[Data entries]
_ _ _

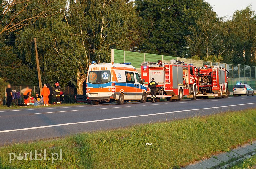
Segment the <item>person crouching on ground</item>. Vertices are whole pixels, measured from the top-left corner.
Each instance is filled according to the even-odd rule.
[[[44,106],[48,106],[49,105],[49,98],[48,96],[50,94],[50,91],[46,86],[46,85],[44,85],[44,87],[41,92],[41,95],[43,96],[43,100],[44,101]]]
[[[29,88],[28,86],[26,87],[26,88],[23,89],[21,91],[21,93],[23,93],[24,96],[24,104],[26,105],[29,105],[29,93],[32,91],[32,89]]]

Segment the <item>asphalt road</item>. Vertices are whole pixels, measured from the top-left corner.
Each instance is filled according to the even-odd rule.
[[[256,96],[0,110],[0,145],[256,107]]]

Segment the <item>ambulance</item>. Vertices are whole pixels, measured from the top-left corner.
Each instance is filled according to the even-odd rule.
[[[147,88],[131,63],[96,63],[89,66],[86,80],[87,98],[94,105],[116,101],[147,101]]]

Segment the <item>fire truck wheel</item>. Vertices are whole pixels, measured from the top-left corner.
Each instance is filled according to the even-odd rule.
[[[156,97],[155,100],[156,102],[160,102],[160,98],[159,97]]]
[[[246,95],[247,96],[249,96],[249,91],[247,93],[247,94]]]
[[[222,88],[220,89],[220,97],[219,97],[219,99],[222,99],[223,97],[223,91],[222,90]]]
[[[227,91],[226,91],[226,95],[223,95],[223,98],[228,98],[230,94],[230,92],[229,92],[229,90],[228,90],[228,88],[227,88]]]
[[[97,102],[97,101],[92,101],[92,104],[93,105],[98,105],[100,103],[99,102]]]
[[[119,96],[119,98],[116,101],[118,104],[123,104],[124,102],[124,94],[123,93],[120,94],[120,95]]]
[[[183,91],[182,91],[181,88],[180,88],[179,90],[179,95],[178,95],[178,99],[177,99],[176,101],[182,101],[182,98],[183,98]]]
[[[196,100],[196,88],[194,87],[194,89],[193,90],[193,97],[191,98],[191,100]]]
[[[147,95],[145,93],[143,93],[142,95],[142,98],[140,101],[141,103],[145,103],[147,101]]]

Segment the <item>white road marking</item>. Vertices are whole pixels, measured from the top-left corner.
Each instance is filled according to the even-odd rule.
[[[60,113],[60,112],[69,112],[69,111],[76,111],[79,110],[69,110],[69,111],[54,111],[53,112],[46,112],[45,113],[31,113],[29,115],[37,115],[38,114],[46,114],[47,113]]]
[[[157,104],[148,104],[147,105],[142,105],[143,106],[156,106],[156,105],[162,105],[162,104],[167,104],[168,103]]]
[[[40,126],[38,127],[30,127],[29,128],[23,128],[23,129],[17,129],[10,130],[4,130],[0,131],[0,133],[6,133],[7,132],[11,132],[12,131],[21,131],[23,130],[29,130],[36,129],[42,129],[43,128],[46,128],[48,127],[57,127],[59,126],[67,126],[68,125],[72,125],[73,124],[84,124],[85,123],[90,123],[96,122],[103,122],[104,121],[108,121],[109,120],[119,120],[120,119],[124,119],[126,118],[133,118],[134,117],[144,117],[145,116],[154,116],[156,115],[160,115],[165,114],[169,114],[170,113],[178,113],[180,112],[185,112],[187,111],[192,111],[199,110],[205,110],[205,109],[217,109],[217,108],[221,108],[223,107],[227,107],[230,106],[242,106],[243,105],[248,105],[250,104],[256,104],[256,103],[252,103],[246,104],[237,104],[234,105],[229,105],[228,106],[218,106],[213,107],[207,107],[206,108],[202,108],[201,109],[190,109],[190,110],[184,110],[176,111],[171,111],[170,112],[165,112],[164,113],[154,113],[153,114],[148,114],[146,115],[139,115],[137,116],[128,116],[126,117],[117,117],[116,118],[108,118],[107,119],[102,119],[101,120],[92,120],[91,121],[85,121],[84,122],[79,122],[72,123],[65,123],[64,124],[55,124],[53,125],[50,125],[48,126]]]
[[[123,107],[108,107],[107,108],[99,108],[96,109],[116,109],[116,108],[123,108],[123,107],[128,107],[131,106],[124,106]]]
[[[179,103],[194,103],[194,102],[180,102],[179,103],[177,103],[177,104],[179,104]]]
[[[94,105],[90,105],[90,106],[73,106],[73,107],[54,107],[52,108],[44,108],[43,109],[24,109],[23,110],[8,110],[8,111],[0,111],[1,112],[9,112],[9,111],[28,111],[28,110],[44,110],[45,109],[65,109],[66,108],[76,108],[76,107],[89,107],[89,106],[95,106]]]

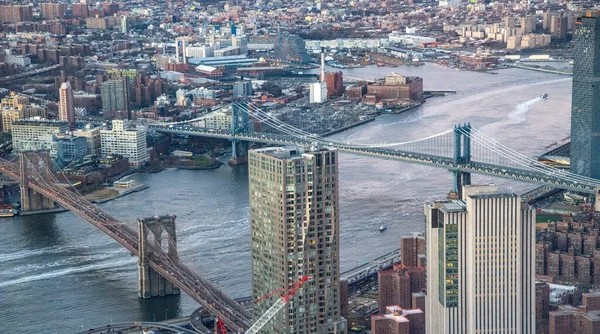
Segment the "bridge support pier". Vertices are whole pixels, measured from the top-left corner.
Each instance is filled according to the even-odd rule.
[[[21,190],[21,211],[39,211],[54,208],[54,201],[42,196],[29,188],[29,178],[31,176],[42,177],[48,182],[54,182],[48,175],[50,169],[50,153],[48,151],[39,152],[19,152],[19,169],[21,180],[19,180]],[[46,169],[46,166],[48,169]],[[34,172],[34,169],[36,172]]]
[[[159,254],[153,254],[150,251],[149,245],[154,249],[163,249],[161,245],[166,243],[168,247],[167,257],[173,262],[179,260],[175,218],[174,215],[138,218],[138,296],[140,298],[147,299],[180,294],[178,287],[174,286],[173,283],[149,265],[150,256],[159,256]],[[163,232],[166,235],[163,235]],[[149,236],[152,238],[148,238]]]
[[[231,134],[248,133],[248,103],[236,102],[231,105]],[[248,162],[248,142],[231,141],[230,165],[240,165]]]
[[[248,162],[248,142],[234,140],[231,142],[230,165],[240,165]]]
[[[466,165],[471,162],[471,124],[454,126],[454,164]],[[454,180],[448,199],[462,198],[462,187],[471,184],[471,173],[451,170]]]

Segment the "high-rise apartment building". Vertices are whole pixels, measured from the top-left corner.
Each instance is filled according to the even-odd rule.
[[[552,33],[552,37],[558,39],[567,38],[567,17],[564,15],[552,15],[550,32]]]
[[[21,118],[46,117],[46,107],[32,104],[28,97],[11,92],[0,101],[2,131],[11,132],[12,122]]]
[[[58,91],[58,119],[69,124],[75,124],[75,105],[73,104],[73,89],[71,84],[63,82]]]
[[[427,333],[535,333],[535,211],[465,186],[425,215]]]
[[[276,147],[249,152],[252,296],[306,282],[262,333],[344,333],[340,316],[338,155]],[[277,296],[254,304],[257,319]]]
[[[383,315],[371,317],[372,334],[425,334],[425,314],[419,309],[388,306]]]
[[[573,32],[571,172],[600,178],[600,18],[577,19]]]
[[[44,2],[40,4],[42,18],[44,19],[62,19],[67,12],[67,5],[64,3]]]
[[[126,78],[102,83],[102,111],[105,118],[131,119],[129,113],[129,91]]]
[[[146,130],[127,128],[122,120],[113,120],[112,129],[100,130],[100,142],[102,156],[120,155],[129,159],[132,166],[140,166],[149,159]]]
[[[33,21],[33,6],[0,6],[0,23]]]

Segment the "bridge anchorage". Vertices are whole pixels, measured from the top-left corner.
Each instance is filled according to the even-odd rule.
[[[140,298],[180,294],[178,287],[150,267],[150,256],[153,255],[150,249],[163,249],[161,246],[163,232],[166,233],[167,257],[173,262],[179,261],[175,218],[174,215],[138,218],[138,295]]]
[[[231,135],[245,135],[248,133],[247,102],[234,103],[231,106]],[[248,141],[231,140],[231,165],[245,164],[248,162]]]
[[[44,178],[50,181],[52,176],[48,173],[46,166],[51,166],[50,153],[48,151],[26,151],[19,152],[21,211],[39,211],[54,208],[54,201],[35,190],[29,188],[32,178]],[[37,175],[37,176],[36,176]]]

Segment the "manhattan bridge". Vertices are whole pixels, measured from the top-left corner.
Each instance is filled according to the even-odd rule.
[[[496,142],[469,124],[457,125],[442,133],[418,140],[363,144],[307,133],[245,102],[232,105],[232,127],[229,130],[194,126],[198,120],[155,124],[149,125],[148,128],[169,134],[227,139],[232,142],[232,159],[238,162],[245,161],[249,143],[264,143],[327,146],[348,154],[438,167],[453,173],[453,190],[456,192],[460,191],[462,185],[470,184],[472,173],[586,194],[595,194],[596,189],[600,187],[600,180],[547,166]],[[273,131],[249,131],[249,120],[264,124]],[[138,257],[140,276],[152,270],[163,281],[172,284],[173,289],[184,291],[206,311],[220,317],[230,331],[244,332],[251,327],[252,314],[245,307],[179,260],[174,222],[170,226],[167,226],[167,223],[163,225],[163,221],[169,220],[155,217],[152,222],[139,219],[137,229],[128,226],[124,221],[83,198],[75,189],[68,189],[62,185],[57,177],[61,171],[52,168],[49,160],[47,153],[44,156],[44,152],[23,152],[19,154],[18,163],[0,159],[0,171],[20,183],[22,197],[25,193],[31,198],[42,198],[42,202],[55,202],[121,244],[133,256]],[[163,234],[166,234],[167,249],[161,246],[164,245],[161,243]],[[149,241],[148,235],[153,235],[154,242]],[[140,295],[142,290],[146,289],[142,285],[140,283]]]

_ _ _

### Stated task
Report how many lines of the listing above contain the string "left", with case significant. Give only the number.

### Response to the task
9